[Data to use]:
= = = =

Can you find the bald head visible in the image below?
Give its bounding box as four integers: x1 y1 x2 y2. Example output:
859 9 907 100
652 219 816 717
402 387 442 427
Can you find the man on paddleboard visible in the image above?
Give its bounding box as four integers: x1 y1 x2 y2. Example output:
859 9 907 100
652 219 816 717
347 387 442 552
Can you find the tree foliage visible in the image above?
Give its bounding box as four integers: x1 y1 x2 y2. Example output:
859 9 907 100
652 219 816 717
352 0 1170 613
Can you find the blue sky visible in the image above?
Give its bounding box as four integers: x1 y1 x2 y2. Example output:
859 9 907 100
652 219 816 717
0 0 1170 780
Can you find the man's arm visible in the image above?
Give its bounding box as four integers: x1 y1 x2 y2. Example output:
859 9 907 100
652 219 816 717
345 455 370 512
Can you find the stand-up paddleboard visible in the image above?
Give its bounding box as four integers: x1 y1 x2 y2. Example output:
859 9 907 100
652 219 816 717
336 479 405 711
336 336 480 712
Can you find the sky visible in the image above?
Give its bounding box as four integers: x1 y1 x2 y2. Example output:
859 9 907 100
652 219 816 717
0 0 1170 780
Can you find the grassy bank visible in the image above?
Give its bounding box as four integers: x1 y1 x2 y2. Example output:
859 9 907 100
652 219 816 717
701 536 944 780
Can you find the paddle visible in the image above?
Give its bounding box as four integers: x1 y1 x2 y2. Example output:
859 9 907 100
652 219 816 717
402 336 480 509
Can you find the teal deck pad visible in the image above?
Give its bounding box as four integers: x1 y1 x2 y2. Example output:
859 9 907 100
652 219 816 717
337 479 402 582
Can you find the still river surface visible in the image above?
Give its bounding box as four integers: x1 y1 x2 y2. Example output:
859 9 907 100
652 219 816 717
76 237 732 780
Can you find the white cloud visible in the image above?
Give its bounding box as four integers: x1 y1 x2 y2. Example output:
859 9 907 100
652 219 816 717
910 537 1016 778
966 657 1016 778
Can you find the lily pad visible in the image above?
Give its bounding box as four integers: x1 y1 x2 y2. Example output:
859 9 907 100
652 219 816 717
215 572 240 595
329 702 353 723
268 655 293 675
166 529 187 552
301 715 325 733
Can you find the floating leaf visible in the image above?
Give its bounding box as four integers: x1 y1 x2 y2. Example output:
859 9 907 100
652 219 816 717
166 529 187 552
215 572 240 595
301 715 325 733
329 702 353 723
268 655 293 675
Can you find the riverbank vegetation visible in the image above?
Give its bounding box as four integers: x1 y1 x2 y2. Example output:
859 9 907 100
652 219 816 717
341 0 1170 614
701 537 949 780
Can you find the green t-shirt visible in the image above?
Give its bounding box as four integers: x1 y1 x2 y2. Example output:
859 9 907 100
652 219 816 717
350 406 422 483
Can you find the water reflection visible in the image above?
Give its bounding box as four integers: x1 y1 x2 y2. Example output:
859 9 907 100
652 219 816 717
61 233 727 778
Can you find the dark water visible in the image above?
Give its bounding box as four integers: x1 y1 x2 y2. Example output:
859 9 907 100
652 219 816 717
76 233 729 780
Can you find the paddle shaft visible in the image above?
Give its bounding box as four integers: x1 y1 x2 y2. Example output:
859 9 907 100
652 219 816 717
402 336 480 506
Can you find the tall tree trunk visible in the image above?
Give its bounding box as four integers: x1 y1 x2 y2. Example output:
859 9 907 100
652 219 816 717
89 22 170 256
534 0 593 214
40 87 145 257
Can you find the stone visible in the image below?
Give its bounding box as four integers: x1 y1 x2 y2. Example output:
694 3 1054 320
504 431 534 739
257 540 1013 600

= = = =

[The problem]: Copy the data above word for word, from its first line through the line that contains "336 336 480 712", including that line.

[Result for this task]:
Can you find the bald head visible in the image below?
Give its bounding box as four integers: x1 y1 x2 y2. Example output:
859 9 907 100
652 219 816 717
402 387 442 427
Can you find the man on paddleboard visible in the image above?
Give its bounding box as four integers: x1 y1 x2 y2. Example output:
859 9 907 100
652 219 816 717
347 387 442 552
Can you find the tree foliage visible in the image above?
Give its bounding box as four integers: x1 y1 x2 y2. Example output:
859 9 907 100
652 219 816 717
352 0 1170 613
Can you find the blue sky visible in the image above?
Give its bounding box as four integers: x1 y1 x2 y2. Example output:
859 9 907 100
652 219 816 717
0 0 1170 780
Can you find the man's arm visible in the image above?
Give its bounding box as four integers: x1 y1 x2 y2. Example output:
859 9 907 100
652 219 816 717
345 455 370 512
Can you find the stand-up paddleboard visible in the image above?
Give its bounding box as four integers: x1 y1 x2 y2. Example output:
859 9 907 100
652 219 816 717
336 479 405 711
336 336 480 712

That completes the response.